## [SCHRIFTELIJKE OPDRACHTEN]
1. Beantwoord de volgende vragen over de tekst over Schuberts symfonie:
(a) Welke twee delen heeft de symfonie?
(b) In welke maat van het Trio breekt het particel van het geplande derde deel af?
(c) Van welke toonsoort naar welke moduleert het geheel na de korte overgangsgroep in het eerste deel?
2. Schrijf alsjeblieft een vervolg op de tekst over Schuberts symfonie, te beginnen na de laatste zin.

## [TEKSTFRAGMENT]
--------------------
De symfonie kent twee delen:

  1. Allegro moderato
  2. Andante con moto

Van een gepland 3e deel (Scherzo (Allegro) – Trio) heeft Schubert alleen de eerste 20 maten georkestreerd. Het als klavieruittreksel genoteerde particel van dit deel breekt af in de 16e maat van het Trio.

1e deel

Het eerste deel begint met een zeer zacht (pp) unisono-motief van de celli en contrabassen. Doordat deze lijn op de dominant (Fis) eindigt ontstaat het idee van een vragende zin. Het antwoord bestaat uit een duister klinkende zestiendenbeweging van de violen, waarboven het hoofdthema in de hobo en klarinet klinkt.

Na een voor een symfonie ongebruikelijk korte overgangsgroep moduleert het geheel van b-klein naar g-groot. Het dan klinkende thema is van een geheimzinnige karakter, en heeft gezorgd voor de grote populariteit van de symfonie. De melodie is landelijk, en reminisceert aan een volkslied. Aangezet door de celli klinkt ze vervolgens in de violen, waarna een generale pauze volgt. Aansluitend aan het neventhema in g-groot volgt een regelrecht gat (het thema breekt plotseling af). Hierop breken de strijkers door met dramatische accenten en tremoli, als laag over dissonanten in de blazersgroep. Opnieuw klinkt het neventhema, maar nu in diverse mineur-modulaties, en vervolgens weer in D-majeur, en deze keer ook in de blazersgroep. Hier eindigt de expositie, die herhaald wordt. Daarna volgt de doorwerking. Hier hoort men alleen het openingsmotief. In de reprise worden alle thema’s nog eens in opbouw naar de afsluiting van het eerste deel gebruikt. Het gehele deel volgt dus de sonatevorm.
--------------------
Coördinaatannotaties:
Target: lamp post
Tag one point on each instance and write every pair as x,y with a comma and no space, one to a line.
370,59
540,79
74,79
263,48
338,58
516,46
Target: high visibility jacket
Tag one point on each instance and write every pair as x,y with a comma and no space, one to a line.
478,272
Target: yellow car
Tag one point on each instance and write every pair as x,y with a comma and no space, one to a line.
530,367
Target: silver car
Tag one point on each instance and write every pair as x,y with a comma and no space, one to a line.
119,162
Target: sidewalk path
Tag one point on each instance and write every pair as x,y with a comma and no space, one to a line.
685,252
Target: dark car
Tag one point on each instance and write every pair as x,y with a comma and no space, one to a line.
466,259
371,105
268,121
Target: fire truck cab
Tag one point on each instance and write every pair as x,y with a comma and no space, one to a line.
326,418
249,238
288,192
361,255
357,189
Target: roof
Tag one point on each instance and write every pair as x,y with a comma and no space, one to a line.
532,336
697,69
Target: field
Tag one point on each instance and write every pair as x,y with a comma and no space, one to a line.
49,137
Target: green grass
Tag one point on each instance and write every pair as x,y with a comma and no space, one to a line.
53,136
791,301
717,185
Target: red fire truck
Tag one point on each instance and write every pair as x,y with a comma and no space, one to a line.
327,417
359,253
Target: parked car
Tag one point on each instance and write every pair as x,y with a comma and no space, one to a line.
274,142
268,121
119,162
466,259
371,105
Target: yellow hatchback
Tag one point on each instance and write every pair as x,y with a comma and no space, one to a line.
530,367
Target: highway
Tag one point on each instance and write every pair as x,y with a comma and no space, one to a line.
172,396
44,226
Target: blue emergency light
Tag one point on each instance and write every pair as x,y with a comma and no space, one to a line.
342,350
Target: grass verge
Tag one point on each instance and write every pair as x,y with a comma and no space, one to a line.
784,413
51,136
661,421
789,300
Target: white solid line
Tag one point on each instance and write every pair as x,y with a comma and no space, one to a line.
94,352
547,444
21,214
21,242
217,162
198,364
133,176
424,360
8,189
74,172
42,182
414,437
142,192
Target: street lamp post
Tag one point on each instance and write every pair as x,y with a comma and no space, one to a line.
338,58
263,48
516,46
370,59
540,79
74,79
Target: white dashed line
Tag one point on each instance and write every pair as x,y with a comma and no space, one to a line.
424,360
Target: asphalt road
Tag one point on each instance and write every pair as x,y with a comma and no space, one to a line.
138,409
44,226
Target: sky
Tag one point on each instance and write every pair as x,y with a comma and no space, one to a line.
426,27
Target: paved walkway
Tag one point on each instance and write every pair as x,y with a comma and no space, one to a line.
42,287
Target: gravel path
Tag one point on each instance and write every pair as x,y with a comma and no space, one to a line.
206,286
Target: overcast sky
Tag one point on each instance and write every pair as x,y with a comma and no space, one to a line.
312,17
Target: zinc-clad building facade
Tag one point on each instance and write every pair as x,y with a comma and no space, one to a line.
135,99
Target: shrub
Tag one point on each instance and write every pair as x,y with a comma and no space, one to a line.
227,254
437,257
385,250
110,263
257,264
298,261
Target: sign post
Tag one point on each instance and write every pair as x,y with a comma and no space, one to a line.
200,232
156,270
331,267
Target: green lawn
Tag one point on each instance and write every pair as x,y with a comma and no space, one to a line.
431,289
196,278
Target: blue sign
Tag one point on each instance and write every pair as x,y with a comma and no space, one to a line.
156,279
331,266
--------------------
## [ANTWOORDEN PER OPDRACHT]
1.
(a) Allegro moderato en Andante con moto.
(b) In de 16e maat.
(c) Van b-klein naar g-groot.

2.
2e deel

Dit deel heeft Schubert in groot contrast met het eerste deel geschreven. De toonsoort is E-groot, het karakter vrolijk, trots en stevig. De tegenstelling met het duistere eerste deel is evident. In de expositie klinken 3 thema’s die steeds herhaald worden. Terwijl het eerste thema langzame gestreken baslijnen bevat, verandert het tweede deel geleidelijk van een aanvankelijk rustig naturel stukje muziek in een pompeus fortissimo.

Geschiedenis

Schubert werkte in 1822 aan de symfonie. Waarom hij op een gegeven moment stopte met het werken aan deze compositie die doorgaans 4 delen zou gaan bevatten is niet bekend. Wel heeft Schubert de twee delen in 1823 aangeboden aan de Steiermärkischen Musikverein als “een van mijn symfonieën in partituur”, wat erop wijzen kan dat Schubert zelf het in tweedelige vorm wellicht toch als voltooid beschouwde.

Het werk raakte aanvankelijk in de vergetelheid en werd pas op 17 december 1865 door Johann von Herbeck in de Wiener Hofburg als première uitgevoerd. omdat toen de later ontstane ‘Grote Symfonie in C-groot’ al als nummer 7 was gepubliceerd kreeg de ‘Onvoltooide’ nummer 8. Pas in de nieuwste editie uit 1978 van de Deutsch-Verzeichnis wordt de chronologie hersteld, waardoor de nummers 7 en 8 weer verwisseld werden.

De reden waarom de symfonie ‘onvoltooid’ bleef, is tegenwoordig nog onderwerp van vele studies, en twistpunt tussen musicologen. Er is een theorie die stelt dat Schubert geen noodzaak zag voor een 3e en 4e deel, omdat hij alles al in de eerste 2 delen had samengebald. Dit zou echter betekenen dat Schubert breekt met de vaste structuur van de 3- of 4-delige symfonische traditie, iets dat als brug tussen klassieke tijd en romantiek gezien zou kunnen worden. Deze theorie is echter sterk omstreden.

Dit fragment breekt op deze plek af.